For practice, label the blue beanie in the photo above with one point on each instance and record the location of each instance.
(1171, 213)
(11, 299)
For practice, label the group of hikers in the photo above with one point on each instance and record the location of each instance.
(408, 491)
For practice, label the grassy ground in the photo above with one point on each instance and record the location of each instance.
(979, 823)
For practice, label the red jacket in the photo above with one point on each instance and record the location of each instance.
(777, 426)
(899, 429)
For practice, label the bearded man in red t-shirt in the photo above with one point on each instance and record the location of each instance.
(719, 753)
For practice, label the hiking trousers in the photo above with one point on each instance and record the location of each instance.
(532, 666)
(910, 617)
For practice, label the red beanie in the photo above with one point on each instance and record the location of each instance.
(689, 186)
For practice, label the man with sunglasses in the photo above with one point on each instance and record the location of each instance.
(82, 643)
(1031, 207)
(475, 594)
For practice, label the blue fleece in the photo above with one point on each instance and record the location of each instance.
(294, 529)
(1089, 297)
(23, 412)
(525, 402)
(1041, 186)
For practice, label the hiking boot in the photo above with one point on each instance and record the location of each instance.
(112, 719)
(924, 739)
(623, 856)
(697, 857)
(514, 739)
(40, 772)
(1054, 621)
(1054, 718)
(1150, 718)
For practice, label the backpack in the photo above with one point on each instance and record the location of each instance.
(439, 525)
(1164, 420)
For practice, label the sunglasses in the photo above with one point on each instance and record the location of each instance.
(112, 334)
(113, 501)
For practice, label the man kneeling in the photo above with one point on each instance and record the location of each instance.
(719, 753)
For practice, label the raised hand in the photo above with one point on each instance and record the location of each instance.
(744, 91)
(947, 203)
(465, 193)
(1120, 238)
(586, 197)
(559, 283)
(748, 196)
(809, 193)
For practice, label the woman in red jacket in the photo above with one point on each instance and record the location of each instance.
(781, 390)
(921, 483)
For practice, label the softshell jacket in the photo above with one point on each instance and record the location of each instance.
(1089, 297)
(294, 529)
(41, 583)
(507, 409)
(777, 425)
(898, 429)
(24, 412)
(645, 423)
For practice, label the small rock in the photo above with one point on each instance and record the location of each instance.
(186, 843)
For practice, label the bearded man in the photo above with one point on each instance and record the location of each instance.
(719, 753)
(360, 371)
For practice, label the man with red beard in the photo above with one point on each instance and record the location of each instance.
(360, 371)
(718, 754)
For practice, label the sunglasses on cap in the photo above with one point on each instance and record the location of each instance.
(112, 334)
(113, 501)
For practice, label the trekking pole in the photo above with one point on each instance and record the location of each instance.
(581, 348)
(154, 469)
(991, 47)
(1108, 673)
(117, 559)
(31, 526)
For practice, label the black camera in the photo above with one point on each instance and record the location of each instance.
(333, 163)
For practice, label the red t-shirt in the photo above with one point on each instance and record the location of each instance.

+++++

_Exercise description_:
Present the lines of the records as a numbered list, starting with the line containing "For practice, label the blue fleece" and continuing through the line containing "(1041, 186)", with blank lines omitted.

_Output for this exercise_:
1. For practice, label the blue fleece in the photo above with one point on each instance and record the location of each instance.
2. (294, 529)
3. (1089, 297)
4. (23, 412)
5. (525, 402)
6. (1041, 186)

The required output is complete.